» Photo object pointing items

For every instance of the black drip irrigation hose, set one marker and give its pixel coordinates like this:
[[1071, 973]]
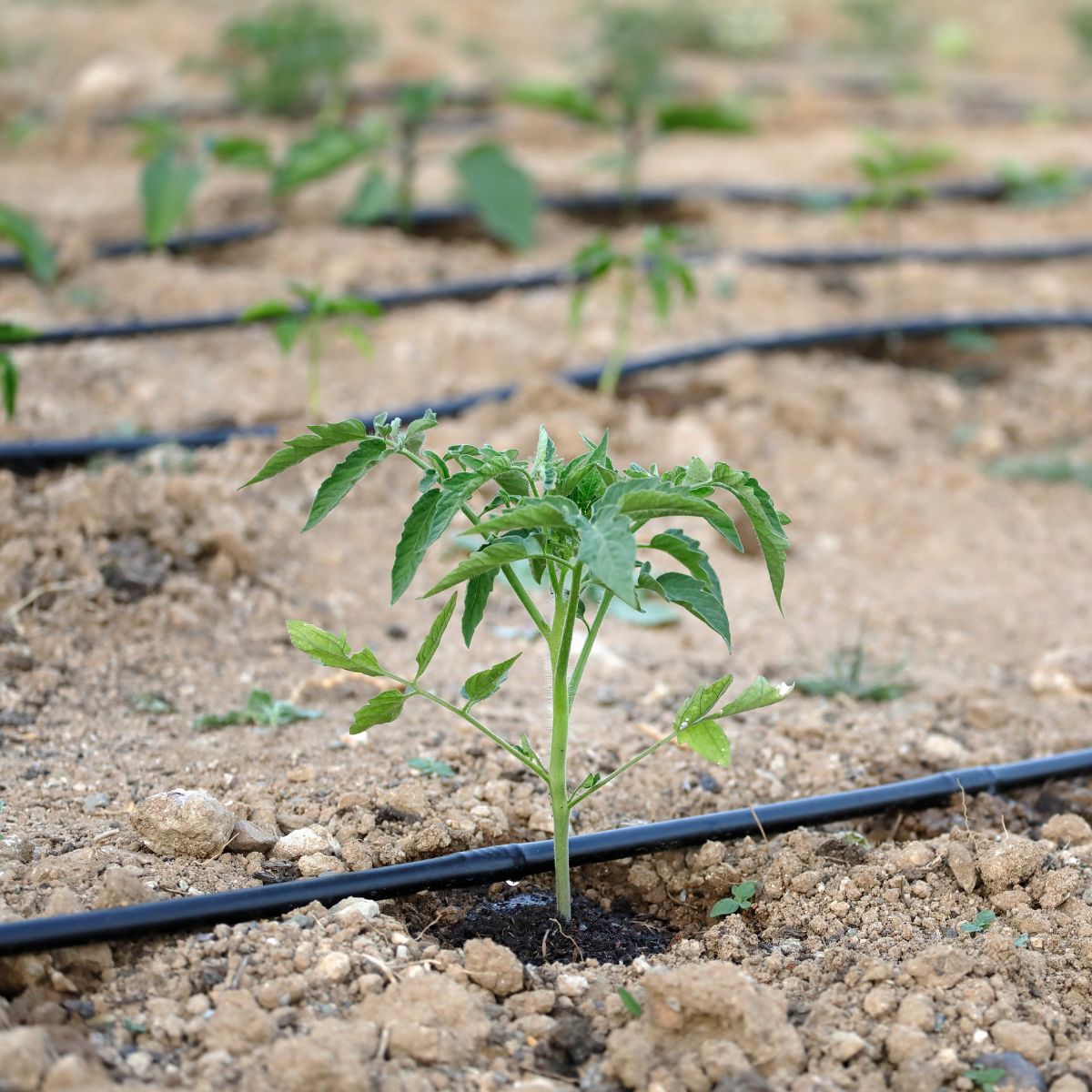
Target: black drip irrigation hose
[[494, 864], [476, 288], [592, 203], [27, 457]]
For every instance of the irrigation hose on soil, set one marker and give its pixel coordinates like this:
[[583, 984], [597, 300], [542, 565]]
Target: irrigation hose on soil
[[494, 864], [31, 456], [476, 288], [591, 203]]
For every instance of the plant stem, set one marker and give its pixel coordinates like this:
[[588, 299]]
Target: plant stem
[[561, 645], [609, 381]]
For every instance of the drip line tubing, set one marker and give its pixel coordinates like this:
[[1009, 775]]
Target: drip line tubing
[[27, 457], [476, 288], [513, 862], [591, 203]]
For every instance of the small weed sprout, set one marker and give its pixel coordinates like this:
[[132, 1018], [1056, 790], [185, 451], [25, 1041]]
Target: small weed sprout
[[980, 923], [656, 262], [632, 93], [293, 58], [500, 192], [577, 523], [31, 244], [743, 895], [261, 709], [307, 317], [850, 675]]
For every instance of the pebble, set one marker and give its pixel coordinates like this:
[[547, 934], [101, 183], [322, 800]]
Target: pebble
[[184, 823]]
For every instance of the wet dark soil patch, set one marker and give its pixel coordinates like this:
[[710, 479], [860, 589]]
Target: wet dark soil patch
[[528, 923]]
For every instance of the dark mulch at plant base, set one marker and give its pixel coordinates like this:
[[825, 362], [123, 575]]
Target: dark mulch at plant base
[[528, 923]]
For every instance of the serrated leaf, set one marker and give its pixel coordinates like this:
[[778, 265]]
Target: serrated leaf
[[758, 694], [609, 549], [487, 560], [343, 478], [478, 595], [331, 650], [700, 599], [414, 543], [26, 238], [501, 194], [167, 186], [385, 708], [303, 447], [551, 513], [485, 683], [434, 637]]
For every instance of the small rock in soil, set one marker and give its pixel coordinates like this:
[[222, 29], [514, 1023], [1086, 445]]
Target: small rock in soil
[[184, 823], [1022, 1076]]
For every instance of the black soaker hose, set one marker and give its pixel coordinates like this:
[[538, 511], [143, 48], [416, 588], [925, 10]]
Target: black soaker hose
[[591, 203], [475, 288], [27, 457], [492, 864]]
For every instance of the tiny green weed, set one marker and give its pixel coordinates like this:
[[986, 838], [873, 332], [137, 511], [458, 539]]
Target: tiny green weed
[[261, 709], [578, 523], [980, 923], [656, 263], [308, 316], [743, 895]]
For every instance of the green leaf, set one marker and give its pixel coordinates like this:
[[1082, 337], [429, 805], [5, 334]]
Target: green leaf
[[244, 153], [414, 543], [167, 186], [560, 97], [434, 637], [475, 600], [688, 552], [501, 194], [757, 696], [487, 560], [486, 683], [375, 199], [609, 549], [9, 383], [343, 478], [719, 117], [303, 447], [700, 599], [385, 708], [26, 238], [318, 157], [550, 513], [331, 650]]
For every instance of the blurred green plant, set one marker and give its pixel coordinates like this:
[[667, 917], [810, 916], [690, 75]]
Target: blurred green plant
[[307, 316], [656, 262], [294, 58]]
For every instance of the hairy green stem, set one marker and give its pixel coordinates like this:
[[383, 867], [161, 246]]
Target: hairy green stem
[[565, 621]]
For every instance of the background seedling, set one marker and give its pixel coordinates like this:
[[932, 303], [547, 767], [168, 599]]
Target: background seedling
[[580, 523], [262, 709], [500, 192], [31, 244], [293, 58], [849, 674], [980, 923], [633, 93], [656, 262], [743, 895], [307, 317]]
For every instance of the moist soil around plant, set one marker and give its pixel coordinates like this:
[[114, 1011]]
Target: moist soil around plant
[[528, 923], [157, 577]]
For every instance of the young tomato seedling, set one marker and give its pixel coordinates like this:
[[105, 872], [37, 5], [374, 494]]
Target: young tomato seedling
[[578, 524], [307, 317], [632, 93], [656, 262]]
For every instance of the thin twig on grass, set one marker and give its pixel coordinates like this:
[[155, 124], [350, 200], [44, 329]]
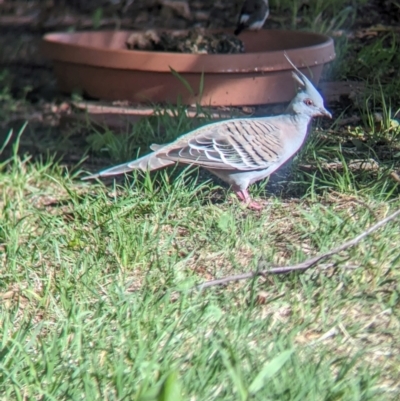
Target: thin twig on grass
[[300, 266]]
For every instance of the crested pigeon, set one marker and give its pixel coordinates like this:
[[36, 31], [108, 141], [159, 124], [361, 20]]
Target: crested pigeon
[[253, 15], [239, 151]]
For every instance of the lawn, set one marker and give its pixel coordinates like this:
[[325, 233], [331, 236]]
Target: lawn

» What you should do
Return all of the items above word for word, but leave out the pictures.

» Expected answer
For every instance of the black drip irrigation hose, set one marker and give its pixel coordinates like this:
[[1071, 973]]
Target: black drip irrigation hose
[[494, 864], [476, 288], [592, 203], [27, 457]]
For every instance of the irrigation hose on soil, set one marker and give its pixel coordinates like this:
[[583, 984], [597, 300], [542, 565]]
Target: irrigation hose on soil
[[494, 864], [31, 456], [476, 288], [591, 203]]
For every instance of the plant stem, set one marker and give its pixel coordinates like this:
[[588, 299]]
Target: plant stem
[[561, 645], [609, 381]]
For every instance of the drip line tubing, set one marker and give its pixel coordinates like this:
[[1009, 775]]
Target: drip line tubing
[[27, 457], [476, 288], [513, 862], [591, 203]]
For every instance of the small weed sprout, set one marker and give its pixel coordinates like this:
[[132, 1018], [1056, 790], [185, 451], [25, 1041]]
Target: small weed sprout
[[980, 923], [656, 262], [632, 93], [293, 58], [500, 192], [577, 523], [31, 244], [743, 895], [261, 709], [307, 317], [850, 675]]
For every instance of the pebble, set one marker and give its pixel coordinates like this:
[[547, 934], [101, 183], [322, 800]]
Target: pebble
[[184, 823]]
For every instance of the wet dark soil patch, set one marker and give its pixel coordinates like this:
[[710, 479], [860, 589]]
Target: wet dark soil patch
[[528, 923]]
For every instance of the dark mulch at plant base, set one marker and give its pixel coordinates like this:
[[825, 362], [123, 575]]
Target: dark mulch at plant base
[[528, 923]]
For every instance of the serrated leaf, set one marker and give its pixel coordinates like this:
[[778, 265]]
Target: serrated leaf
[[758, 694], [609, 549], [487, 560], [343, 478], [478, 595], [331, 650], [700, 599], [414, 543], [26, 238], [501, 194], [167, 186], [385, 708], [303, 447], [551, 513], [485, 683], [434, 637]]
For every instance of the small rock in soil, set one marker and give its pixel coordinates like this:
[[222, 29], [514, 1023], [1086, 445]]
Target: small rock in soil
[[184, 823], [1022, 1076]]
For every instance of the black soaker hose, set one marker and give its pixel coordinates like this:
[[538, 511], [143, 48], [416, 588], [925, 10]]
Target: black soaker hose
[[591, 203], [475, 288], [27, 457], [492, 864]]
For every instance of the tiny green weed, set one marker and give its pixel coordinates like this:
[[986, 838], [873, 332], [137, 511], [458, 539]]
Target: tiny green weed
[[261, 709], [578, 523], [980, 923], [656, 263], [308, 316], [743, 895]]
For every instance of the green leaf, set one marker and give its pixel coordinates like this:
[[1082, 337], [429, 805], [5, 334]]
Target: green leaf
[[244, 153], [414, 543], [167, 186], [560, 97], [434, 637], [475, 600], [688, 552], [501, 194], [757, 696], [487, 560], [486, 683], [375, 199], [609, 549], [9, 383], [343, 478], [719, 117], [303, 447], [700, 599], [385, 708], [26, 238], [318, 157], [550, 513], [331, 650]]
For every instance of the blurred green plant, set one marker and give its pixel coordinates like this:
[[667, 917], [810, 916], [690, 75]]
Target: blurred green plant
[[307, 316], [656, 262], [294, 58]]
For every instance of the hairy green stem, set one marker and give its pixel coordinates like this:
[[383, 867], [161, 246]]
Target: hairy green stem
[[565, 621]]
For every instance of the background seedling, set one marker and give its pixel coordinates like this:
[[932, 303], [547, 767], [168, 599]]
Target: background seedling
[[580, 523], [262, 709], [500, 192], [31, 244], [293, 58], [849, 674], [980, 923], [633, 93], [656, 262], [743, 895], [307, 317]]
For every instance of the moist soil around plant, set one marker and give its pixel coordinates like this:
[[114, 1011]]
Target: moist soil around plant
[[528, 923], [157, 577]]
For every instance of the young tomato seedling, set one marker and give its pixel coordinates like this:
[[105, 872], [37, 5], [374, 494]]
Target: young tomato seedling
[[578, 524], [307, 317], [632, 93], [656, 262]]
For every instance of the thin twig on grass, set one marker and give its pixel coordinates like this:
[[155, 124], [350, 200], [44, 329]]
Target: thin twig on grass
[[300, 266]]
For every instance of the crested pigeon, set one marker and give its pixel coordinates like this:
[[36, 31], [108, 141], [159, 124], [361, 20]]
Target: crested pigeon
[[253, 15], [239, 151]]
For every instance of the lawn, set one marker and give its pixel coordinates like this:
[[325, 233], [331, 236]]
Target: lawn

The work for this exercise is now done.